**WHAT IS BEING ASKED**
In the text on stereo phantom images, which cue dominates localization at low frequencies according to Lord Rayleigh's duplex theory?

**SOURCE DOCUMENT**
***

This chapter builds that understanding from first principles. We begin with the perceptual mechanism (summing localization and the duplex cues it exploits), move to Blumlein's 1931 insight that stereo is an encoding, formalize the intensity/time continuum and its mono compatibility, fix the standard listening geometry, derive the panning law in full with worked gain tables, develop the Mid/Side representation, examine the sweet spot and precedence effect, preview stereo microphone techniques, and close with an explicit account of the limits that motivate everything that follows.

The Phantom Image and Summing Localization

Two coherent sources, one perceived source

Place two identical loudspeakers symmetrically in front of you and feed both with the same signal at the same level. You do not hear two sources at the speaker positions; you hear one source at the center, exactly between them. This is the simplest phantom image. Now raise the level of the right speaker slightly: the image slides toward the right. Delay the left speaker by a fraction of a millisecond: the image again slides toward the right. Push either difference far enough and the image collapses onto the nearer or louder speaker. Between the extremes lies a continuous "pan" from one speaker to the other, entirely controlled by inter-channel level and time differences.

Why does fusion happen at all? Because the two signals are coherent — they are essentially the same waveform — the auditory system interprets them not as two independent events but as one event reaching the ears over a combination of paths. Summing localization is the name for the rule that, for short inter-channel time differences (below roughly 1 ms) and moderate level differences, the perceived direction is a single fused position determined by the sum of the two contributions at each ear. The brain does not have a "two loudspeakers in a room" model; it has an "incoming wavefront" model, and it solves for the single direction most consistent with the ear-input signals it receives.

How loudspeaker differences become ear differences

The deep point is that summing localization works by manufacturing the natural localization cues described in psychoacoustics. A single real source off to one side produces an interaural time difference (ITD) — the wavefront reaches the near ear before the far ear — and an interaural level difference (ILD) — the head shadows the far ear, more strongly at high frequencies. These are the two halves of Lord Rayleigh's duplex theory: ITD dominates localization below about 1.5 kHz, ILD above it.

A stereo pair recreates these interaural differences synthetically. Consider a level difference between the two speakers. Each speaker radiates to both ears (there is no acoustic wall down the middle of your head). The left ear receives a strong contribution from the left speaker plus a weaker, slightly delayed contribution from the right speaker; the right ear receives the mirror image. When the left speaker is louder, the summed pressure at the left ear is larger than at the right ear — an ILD is produced at the eardrums even though the original difference between the channels was purely a level difference between two frontal speakers. Moreover, because the two contributions arrive with a small geometric path difference, their summation also produces a frequency-dependent phase difference between the ears that the low-frequency system reads as an ITD. So a single inter-channel level difference generates both an ITD-like and an ILD-like cue at the ears. This is why amplitude-only panning works for the full audio band: the summation at the head converts channel-level differences into the natural binaural cues.

***

**Records from a collection**
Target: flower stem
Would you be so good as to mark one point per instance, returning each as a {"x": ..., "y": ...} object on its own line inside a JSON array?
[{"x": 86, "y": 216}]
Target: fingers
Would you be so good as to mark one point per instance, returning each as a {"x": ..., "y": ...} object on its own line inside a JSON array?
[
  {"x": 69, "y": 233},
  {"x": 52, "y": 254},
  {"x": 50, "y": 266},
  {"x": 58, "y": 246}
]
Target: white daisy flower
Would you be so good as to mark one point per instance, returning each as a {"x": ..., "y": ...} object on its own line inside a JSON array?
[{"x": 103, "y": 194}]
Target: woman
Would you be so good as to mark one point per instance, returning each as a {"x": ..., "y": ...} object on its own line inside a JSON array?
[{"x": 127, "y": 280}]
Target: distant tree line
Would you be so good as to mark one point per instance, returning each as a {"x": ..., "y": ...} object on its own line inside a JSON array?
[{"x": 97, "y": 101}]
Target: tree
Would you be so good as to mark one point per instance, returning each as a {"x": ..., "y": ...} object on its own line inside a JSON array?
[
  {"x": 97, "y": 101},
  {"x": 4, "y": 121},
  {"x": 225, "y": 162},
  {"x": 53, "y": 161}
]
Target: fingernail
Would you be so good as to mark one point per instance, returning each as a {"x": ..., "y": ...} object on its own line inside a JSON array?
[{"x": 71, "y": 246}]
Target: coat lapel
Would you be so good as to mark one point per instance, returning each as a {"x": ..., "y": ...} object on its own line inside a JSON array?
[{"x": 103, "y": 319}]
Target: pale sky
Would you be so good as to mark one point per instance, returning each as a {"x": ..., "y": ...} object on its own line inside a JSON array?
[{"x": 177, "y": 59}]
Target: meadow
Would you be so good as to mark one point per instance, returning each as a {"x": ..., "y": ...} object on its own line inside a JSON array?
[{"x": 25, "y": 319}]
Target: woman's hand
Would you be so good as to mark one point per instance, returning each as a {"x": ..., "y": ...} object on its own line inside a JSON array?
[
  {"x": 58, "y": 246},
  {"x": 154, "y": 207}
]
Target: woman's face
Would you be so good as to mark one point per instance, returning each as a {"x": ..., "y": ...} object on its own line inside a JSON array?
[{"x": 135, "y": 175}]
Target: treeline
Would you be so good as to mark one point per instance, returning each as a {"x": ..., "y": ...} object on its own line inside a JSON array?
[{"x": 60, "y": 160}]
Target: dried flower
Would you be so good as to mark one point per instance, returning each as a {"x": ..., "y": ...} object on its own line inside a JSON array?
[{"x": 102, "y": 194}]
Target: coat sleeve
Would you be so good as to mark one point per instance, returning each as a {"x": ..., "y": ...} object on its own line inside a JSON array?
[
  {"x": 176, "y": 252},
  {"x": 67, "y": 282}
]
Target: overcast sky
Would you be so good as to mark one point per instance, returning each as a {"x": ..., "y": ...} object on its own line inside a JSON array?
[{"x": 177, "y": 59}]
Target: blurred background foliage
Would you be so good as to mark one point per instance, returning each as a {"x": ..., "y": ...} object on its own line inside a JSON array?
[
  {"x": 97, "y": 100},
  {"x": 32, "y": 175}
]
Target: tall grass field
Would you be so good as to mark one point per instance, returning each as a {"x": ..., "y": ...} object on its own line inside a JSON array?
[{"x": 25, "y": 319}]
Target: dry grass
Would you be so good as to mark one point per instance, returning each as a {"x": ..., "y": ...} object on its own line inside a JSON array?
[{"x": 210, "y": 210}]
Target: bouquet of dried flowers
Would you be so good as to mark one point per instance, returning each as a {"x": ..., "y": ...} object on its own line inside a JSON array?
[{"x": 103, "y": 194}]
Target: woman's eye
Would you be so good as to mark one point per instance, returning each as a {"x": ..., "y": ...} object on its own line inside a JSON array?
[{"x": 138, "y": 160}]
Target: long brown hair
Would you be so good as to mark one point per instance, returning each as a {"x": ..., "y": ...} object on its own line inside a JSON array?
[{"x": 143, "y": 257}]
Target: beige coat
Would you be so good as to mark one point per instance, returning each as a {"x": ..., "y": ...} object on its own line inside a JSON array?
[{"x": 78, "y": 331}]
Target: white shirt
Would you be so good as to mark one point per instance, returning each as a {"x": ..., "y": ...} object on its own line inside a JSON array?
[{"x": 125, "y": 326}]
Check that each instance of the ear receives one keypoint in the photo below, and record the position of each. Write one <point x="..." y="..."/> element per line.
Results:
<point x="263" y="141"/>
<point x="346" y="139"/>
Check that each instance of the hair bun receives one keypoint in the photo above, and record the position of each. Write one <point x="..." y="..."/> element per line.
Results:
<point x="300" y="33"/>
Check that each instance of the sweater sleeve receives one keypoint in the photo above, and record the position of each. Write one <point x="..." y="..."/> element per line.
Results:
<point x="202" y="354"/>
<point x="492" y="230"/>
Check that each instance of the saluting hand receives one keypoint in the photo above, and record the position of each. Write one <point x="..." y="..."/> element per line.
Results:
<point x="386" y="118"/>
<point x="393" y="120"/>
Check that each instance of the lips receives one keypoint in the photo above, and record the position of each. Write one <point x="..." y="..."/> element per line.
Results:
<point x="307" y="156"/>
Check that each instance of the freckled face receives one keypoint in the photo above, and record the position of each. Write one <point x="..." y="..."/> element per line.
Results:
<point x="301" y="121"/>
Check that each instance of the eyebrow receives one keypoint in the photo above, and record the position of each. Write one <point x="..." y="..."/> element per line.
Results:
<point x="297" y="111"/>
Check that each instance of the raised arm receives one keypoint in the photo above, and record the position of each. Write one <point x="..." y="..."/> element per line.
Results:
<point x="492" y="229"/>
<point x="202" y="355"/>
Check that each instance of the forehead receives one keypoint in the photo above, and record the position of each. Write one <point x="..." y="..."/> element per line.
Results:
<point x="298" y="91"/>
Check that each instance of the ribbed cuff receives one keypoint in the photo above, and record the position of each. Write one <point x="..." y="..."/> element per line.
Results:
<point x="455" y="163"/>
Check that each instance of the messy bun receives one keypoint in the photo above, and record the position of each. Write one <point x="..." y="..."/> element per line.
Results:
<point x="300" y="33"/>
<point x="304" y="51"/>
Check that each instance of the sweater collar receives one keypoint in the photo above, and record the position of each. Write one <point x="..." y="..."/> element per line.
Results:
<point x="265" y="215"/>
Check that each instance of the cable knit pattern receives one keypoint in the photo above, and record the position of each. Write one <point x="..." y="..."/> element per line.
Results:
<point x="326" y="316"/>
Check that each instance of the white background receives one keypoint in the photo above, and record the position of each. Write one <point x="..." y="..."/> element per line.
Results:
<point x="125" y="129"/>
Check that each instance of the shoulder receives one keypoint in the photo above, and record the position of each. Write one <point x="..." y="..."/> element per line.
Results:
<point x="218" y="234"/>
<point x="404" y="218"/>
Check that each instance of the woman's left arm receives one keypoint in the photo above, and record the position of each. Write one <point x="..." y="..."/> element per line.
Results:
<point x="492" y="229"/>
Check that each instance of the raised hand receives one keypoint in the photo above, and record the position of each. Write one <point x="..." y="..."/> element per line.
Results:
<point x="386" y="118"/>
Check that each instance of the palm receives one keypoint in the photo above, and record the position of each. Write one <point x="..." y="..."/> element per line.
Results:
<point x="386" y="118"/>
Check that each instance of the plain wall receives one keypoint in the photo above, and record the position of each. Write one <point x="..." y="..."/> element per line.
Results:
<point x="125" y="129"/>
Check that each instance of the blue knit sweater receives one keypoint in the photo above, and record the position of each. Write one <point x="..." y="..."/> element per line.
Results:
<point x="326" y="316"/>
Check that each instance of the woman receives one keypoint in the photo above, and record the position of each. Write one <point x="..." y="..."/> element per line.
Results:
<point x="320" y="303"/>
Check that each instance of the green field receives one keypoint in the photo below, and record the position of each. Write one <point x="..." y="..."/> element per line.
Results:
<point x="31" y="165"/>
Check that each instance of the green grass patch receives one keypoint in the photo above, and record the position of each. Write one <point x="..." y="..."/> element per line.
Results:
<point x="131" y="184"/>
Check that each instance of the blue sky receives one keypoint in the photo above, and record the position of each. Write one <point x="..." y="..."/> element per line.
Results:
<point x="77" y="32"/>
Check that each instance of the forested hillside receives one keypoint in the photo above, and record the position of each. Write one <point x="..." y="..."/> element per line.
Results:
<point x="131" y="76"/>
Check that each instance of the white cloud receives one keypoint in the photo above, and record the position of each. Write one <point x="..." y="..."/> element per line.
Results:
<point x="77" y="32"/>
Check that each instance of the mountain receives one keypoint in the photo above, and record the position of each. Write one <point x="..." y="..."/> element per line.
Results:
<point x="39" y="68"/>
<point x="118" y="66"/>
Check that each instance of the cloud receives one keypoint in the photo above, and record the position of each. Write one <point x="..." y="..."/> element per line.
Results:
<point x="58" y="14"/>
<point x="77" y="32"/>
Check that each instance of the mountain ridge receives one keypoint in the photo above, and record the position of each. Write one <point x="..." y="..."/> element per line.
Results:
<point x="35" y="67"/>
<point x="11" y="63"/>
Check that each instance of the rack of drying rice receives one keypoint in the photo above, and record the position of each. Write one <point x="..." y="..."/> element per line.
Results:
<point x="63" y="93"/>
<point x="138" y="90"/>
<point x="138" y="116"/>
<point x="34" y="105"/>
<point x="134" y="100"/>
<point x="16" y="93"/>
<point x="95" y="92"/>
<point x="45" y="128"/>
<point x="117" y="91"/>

***

**SOLUTION**
The interaural time difference (ITD) dominates localization below about 1.5 kHz.